→ **What this task involves**
Write out each line of the listing below that contains the word "blue". Case counts.

→ **Data section**
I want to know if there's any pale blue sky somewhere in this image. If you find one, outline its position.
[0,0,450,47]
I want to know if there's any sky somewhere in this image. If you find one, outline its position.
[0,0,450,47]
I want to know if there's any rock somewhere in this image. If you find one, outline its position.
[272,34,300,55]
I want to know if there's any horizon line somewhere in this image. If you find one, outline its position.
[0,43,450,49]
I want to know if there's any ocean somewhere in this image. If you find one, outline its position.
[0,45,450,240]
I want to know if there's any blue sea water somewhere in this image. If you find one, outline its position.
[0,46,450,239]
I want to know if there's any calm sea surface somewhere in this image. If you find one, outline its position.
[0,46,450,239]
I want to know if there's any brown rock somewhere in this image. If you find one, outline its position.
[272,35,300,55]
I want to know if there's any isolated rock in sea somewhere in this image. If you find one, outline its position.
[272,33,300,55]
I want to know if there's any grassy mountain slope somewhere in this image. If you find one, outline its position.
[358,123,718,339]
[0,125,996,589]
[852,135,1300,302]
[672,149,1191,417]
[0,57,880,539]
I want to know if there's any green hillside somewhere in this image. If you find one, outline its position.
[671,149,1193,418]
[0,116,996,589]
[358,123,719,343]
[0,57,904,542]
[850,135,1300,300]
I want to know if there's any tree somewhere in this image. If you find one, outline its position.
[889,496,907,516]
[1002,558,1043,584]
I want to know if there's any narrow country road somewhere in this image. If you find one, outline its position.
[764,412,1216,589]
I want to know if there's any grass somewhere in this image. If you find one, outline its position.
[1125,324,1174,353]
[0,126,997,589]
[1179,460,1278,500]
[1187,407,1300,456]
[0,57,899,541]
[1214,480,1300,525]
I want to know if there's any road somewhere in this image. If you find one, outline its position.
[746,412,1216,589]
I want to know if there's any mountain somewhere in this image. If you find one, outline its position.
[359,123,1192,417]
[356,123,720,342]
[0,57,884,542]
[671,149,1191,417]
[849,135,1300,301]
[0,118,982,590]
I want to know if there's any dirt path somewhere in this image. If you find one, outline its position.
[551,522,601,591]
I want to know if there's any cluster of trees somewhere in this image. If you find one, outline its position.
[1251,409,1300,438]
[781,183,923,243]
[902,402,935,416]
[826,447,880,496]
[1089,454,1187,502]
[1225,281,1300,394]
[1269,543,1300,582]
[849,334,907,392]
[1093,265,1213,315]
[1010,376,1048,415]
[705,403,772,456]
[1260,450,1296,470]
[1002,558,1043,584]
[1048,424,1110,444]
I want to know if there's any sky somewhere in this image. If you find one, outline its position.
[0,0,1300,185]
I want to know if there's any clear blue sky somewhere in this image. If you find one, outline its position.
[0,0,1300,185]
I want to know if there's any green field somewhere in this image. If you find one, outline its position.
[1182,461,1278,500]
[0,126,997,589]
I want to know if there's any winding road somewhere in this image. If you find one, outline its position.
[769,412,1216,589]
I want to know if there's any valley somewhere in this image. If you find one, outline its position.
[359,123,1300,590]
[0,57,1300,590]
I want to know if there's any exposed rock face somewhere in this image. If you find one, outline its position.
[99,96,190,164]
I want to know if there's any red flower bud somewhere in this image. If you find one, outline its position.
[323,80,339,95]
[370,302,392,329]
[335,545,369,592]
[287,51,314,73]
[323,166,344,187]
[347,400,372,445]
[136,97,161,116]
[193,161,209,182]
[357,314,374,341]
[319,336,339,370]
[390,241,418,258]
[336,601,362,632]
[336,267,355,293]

→ **Task answer**
I want to know if there's any pale blue sky somewhere in this image. If you find one, outline its position.
I want to know if there's any blue sea water somewhere in this image. If you find one, outline its position.
I want to know if there's any clear blue sky somewhere in this image. If you find one, outline its position.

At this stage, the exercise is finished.